Content starts

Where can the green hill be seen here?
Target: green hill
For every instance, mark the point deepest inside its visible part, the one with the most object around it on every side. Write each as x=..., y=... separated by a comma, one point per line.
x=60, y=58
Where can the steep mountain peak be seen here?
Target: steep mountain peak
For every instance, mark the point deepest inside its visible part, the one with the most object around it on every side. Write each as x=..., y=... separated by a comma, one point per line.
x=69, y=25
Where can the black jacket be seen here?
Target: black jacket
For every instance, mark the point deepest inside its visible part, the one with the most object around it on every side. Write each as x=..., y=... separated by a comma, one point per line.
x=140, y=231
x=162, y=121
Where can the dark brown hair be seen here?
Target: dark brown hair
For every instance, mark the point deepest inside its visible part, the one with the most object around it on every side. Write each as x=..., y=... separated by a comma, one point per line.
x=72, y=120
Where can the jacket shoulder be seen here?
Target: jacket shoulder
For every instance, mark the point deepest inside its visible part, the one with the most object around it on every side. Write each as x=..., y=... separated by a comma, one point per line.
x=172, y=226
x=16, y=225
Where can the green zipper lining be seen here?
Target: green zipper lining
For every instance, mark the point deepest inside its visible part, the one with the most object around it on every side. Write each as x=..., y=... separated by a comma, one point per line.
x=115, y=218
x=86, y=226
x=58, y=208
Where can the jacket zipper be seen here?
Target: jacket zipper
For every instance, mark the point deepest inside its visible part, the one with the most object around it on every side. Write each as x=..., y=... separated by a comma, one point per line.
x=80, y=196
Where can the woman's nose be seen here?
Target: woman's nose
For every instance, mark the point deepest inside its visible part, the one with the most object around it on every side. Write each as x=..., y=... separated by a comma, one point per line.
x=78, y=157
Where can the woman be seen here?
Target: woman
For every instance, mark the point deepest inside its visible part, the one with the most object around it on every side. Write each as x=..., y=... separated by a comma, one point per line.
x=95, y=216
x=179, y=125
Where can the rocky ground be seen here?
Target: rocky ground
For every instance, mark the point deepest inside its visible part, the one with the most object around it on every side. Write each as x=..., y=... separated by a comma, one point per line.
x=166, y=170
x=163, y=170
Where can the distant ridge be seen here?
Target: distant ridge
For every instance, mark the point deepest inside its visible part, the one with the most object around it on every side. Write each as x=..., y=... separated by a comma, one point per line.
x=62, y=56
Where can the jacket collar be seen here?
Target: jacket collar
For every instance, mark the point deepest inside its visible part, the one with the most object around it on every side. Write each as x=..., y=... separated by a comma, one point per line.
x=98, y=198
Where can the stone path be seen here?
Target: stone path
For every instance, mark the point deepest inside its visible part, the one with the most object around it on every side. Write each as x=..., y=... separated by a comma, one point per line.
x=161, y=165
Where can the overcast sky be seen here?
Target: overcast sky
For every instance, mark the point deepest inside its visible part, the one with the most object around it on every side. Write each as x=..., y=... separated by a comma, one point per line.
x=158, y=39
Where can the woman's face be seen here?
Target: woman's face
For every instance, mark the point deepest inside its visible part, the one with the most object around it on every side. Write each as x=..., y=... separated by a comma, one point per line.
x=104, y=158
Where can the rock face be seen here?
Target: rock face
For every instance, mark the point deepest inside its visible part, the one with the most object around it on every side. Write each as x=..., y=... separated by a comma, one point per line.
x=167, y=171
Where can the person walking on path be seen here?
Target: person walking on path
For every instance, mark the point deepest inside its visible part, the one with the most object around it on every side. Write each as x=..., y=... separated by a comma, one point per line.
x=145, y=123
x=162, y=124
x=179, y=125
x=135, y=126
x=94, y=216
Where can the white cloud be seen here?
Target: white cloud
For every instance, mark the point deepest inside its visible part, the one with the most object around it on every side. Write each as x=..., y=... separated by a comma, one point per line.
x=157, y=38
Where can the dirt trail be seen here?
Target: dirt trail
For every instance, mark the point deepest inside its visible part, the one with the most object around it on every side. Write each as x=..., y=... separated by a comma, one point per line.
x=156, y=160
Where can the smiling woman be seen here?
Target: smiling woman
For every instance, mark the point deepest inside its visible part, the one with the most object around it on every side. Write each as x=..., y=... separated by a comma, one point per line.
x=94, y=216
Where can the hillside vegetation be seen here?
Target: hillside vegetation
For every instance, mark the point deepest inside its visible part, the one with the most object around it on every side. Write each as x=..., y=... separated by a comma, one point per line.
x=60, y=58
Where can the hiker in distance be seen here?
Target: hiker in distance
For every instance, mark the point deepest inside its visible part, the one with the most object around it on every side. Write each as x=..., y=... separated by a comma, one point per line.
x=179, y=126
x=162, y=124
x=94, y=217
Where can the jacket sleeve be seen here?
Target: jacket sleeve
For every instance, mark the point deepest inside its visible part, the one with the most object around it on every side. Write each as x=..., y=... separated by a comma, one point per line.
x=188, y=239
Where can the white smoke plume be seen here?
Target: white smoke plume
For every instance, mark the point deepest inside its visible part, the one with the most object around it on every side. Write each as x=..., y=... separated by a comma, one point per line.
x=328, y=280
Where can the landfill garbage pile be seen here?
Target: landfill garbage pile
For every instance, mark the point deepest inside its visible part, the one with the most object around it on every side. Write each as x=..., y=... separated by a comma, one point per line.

Content ends

Everything in the material above from the line that has "Target: steep mountain peak" through the line that has "Target: black jacket" must be duplicated exactly, with no other lines given.

**Completed task:**
Target: steep mountain peak
For every instance, mark the point deepest inside its visible part, the one with the most object around it on every side. Write each as x=..., y=... separated by a comma, one point per line.
x=69, y=25
Where can the black jacket be seen here?
Target: black jacket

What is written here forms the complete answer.